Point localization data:
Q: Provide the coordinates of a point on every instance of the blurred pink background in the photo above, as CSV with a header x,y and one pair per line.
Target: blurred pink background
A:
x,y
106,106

### Exercise requirements:
Restate each of the records exactly, leaving nothing out.

### Task answer:
Q: Provide the coordinates of a point on every instance of the blurred pink background in the photo above, as CSV with a header x,y and one pair per line.
Target: blurred pink background
A:
x,y
106,106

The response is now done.